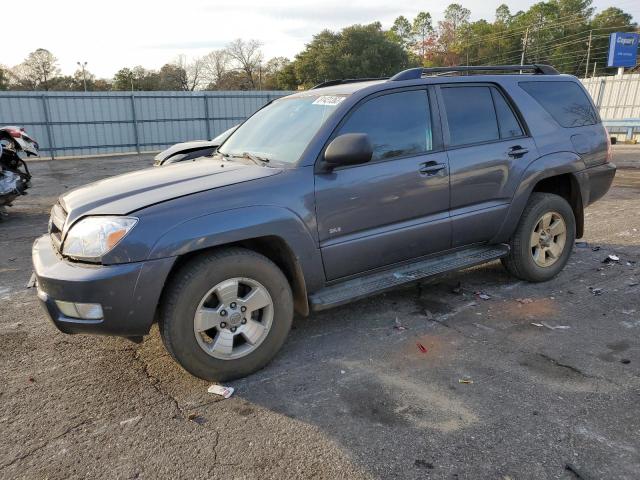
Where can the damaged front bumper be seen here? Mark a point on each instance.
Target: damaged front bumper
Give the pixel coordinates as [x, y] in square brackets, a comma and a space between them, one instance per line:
[103, 299]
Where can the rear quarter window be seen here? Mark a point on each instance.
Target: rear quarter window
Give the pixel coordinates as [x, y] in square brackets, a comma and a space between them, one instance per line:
[566, 102]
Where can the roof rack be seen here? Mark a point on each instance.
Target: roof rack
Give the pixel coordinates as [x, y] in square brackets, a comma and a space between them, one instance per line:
[330, 83]
[416, 73]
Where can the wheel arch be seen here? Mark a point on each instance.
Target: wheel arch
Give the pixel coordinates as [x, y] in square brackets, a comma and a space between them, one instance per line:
[558, 173]
[292, 248]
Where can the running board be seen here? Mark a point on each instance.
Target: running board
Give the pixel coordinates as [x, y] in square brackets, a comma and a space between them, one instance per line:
:::
▸ Work required
Quote all of the entries above verbatim, leaving out the pictures.

▸ Solution to this task
Where can the damaged front bumper be seen here? Mark a point on each instance.
Target: damaged front bumper
Give the pixel coordinates as [x, y] in square brackets, a comma and a space between them, one instance per line:
[103, 299]
Where can the rear quarter window be seen here? Mark a point on each instance.
Target: rear quarter window
Give the pixel coordinates as [x, y] in square brackets, a comma and a space between them, one instance per line:
[566, 102]
Where can the roof rack be seen here? Mark a point on each instance.
Target: roof rack
Give the pixel coordinates as [x, y] in square brackets, a comma and a space between them, one instance per line:
[330, 83]
[416, 73]
Where can the wheel arch be seen here? Mark a point on each instance.
Target: wheel arch
Give the pixel coordinates as [x, y] in square brackets, a comma and a space between them, one instance per line:
[558, 173]
[292, 248]
Where can the running board be seen here? Mark a point on each instance.
Target: running board
Give the pixel coordinates as [x, y] in square brackets, a comma and a space between them, one instance per line:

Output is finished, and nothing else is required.